Supplied passage »
Obama’s Budget: A Bad Bargain
Cutting Social Security is a recipe for social insecurity.
Tim Carpenter and Mike Hersh
When President Obama unveiled his 2014 budget this morning, the worst-kept secret of the past few months finally became official: The president proposes moving to the chained Consumer Price Index (CPI) as a means of calculating cost-of-living adjustments (COLA) to Social Security. Apparently the Administration hopes that dealing away earned benefits Americans rely on will lead to a “Grand Bargain” and settle recurring fiscal battles like the debt ceiling, the fiscal cliff and the sequester. But our organization, Progressive Democrats of America (PDA), and most Americans, believe that Social Security benefits should increase — not decrease.
The White House dismisses COLA cuts as “technical changes,” but the president knows better. In 2008, candidate Obama accused his opponent, John McCain, of planning to “cut cost-of-living adjustments or raise the retirement age” for Social Security, and vowed that he would do neither. He also said, “When you look at how we should approach Social Security, I believe that cutting the benefits is not the right answer. I meet too many seniors across the country who are struggling with the limited Social Security benefits that they have.” Candidate Obama was right; President Obama is wrong.
Social Security doesn’t add to the deficit, and shouldn’t be part of this discussion. As demonstrated by the misery in Europe, austerity doesn’t solve economic problems — it exacerbates them. Cutting COLAs would impose burdens on millions of Americans who fall further behind each month. When their money runs out, they skip meals, skip paying bills, and “borrow” money from family and friends they know they’ll never pay back. These Americans earned complete support from Social Security by paying into the program every working day of their lives. They do not deserve these cuts.
Congressional Progressive Caucus (CPC) Co-Chairs Reps. Raúl Grijalva and Keith Ellison issued a statement explaining, “One hundred seven Members of the House of Representatives, a majority of the Democratic Caucus, have already stated our vigorous opposition to cutting Social Security, Medicare, or Medicaid benefits.” Progressives in Congress could block the cuts, but it’s going to take a movement to turn back austerity hysteria.
PDA is working to build that movement, urging Congress to stand up against President Obama’s budget proposal through our Educate Congress Campaign. For several weeks, we’ve been pressuring Congress members to sign the letter drafted by CPC Members Reps. Alan Grayson (D-Fl.) and Mark Takano (D-Calif.) that states: “We will vote against any and every cut to Medicare, Medicaid, or Social Security benefits — including raising the retirement age or cutting the cost of living adjustments that our constituents earned and need.” So far, about 30 members of Congress have signed the Grayson / Takano pledge.
In an interview with the Washington Post, Rep. Grijalva explained, “I’ve made the commitment that if [Chained CPI] is part of it, I will not vote for it.” However, it’s not clear how many will join him. As Rep. Grijalva recounted, “We’ve been through this before with the public option. The motivation will be there to close ranks and support the president.”

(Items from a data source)
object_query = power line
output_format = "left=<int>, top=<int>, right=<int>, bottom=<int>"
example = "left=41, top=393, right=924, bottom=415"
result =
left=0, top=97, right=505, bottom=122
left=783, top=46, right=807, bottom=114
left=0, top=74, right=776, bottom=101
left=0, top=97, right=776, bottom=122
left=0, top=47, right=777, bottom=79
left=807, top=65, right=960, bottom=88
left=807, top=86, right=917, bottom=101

Exercise tasks »
A. In the op-ed on Obama's budget, quote everything from "Congressional Progressive Caucus" down to "back austerity hysteria.".
B. According to the op-ed on Obama's budget, how many members of Congress have signed the Grayson / Takano pledge so far?
Rely only on the op-ed on Obama's budget.

Solutions to the tasks »
A.
Congressional Progressive Caucus (CPC) Co-Chairs Reps. Raúl Grijalva and Keith Ellison issued a statement explaining, “One hundred seven Members of the House of Representatives, a majority of the Democratic Caucus, have already stated our vigorous opposition to cutting Social Security, Medicare, or Medicaid benefits.” Progressives in Congress could block the cuts, but it’s going to take a movement to turn back austerity hysteria.

B. About 30 members of Congress.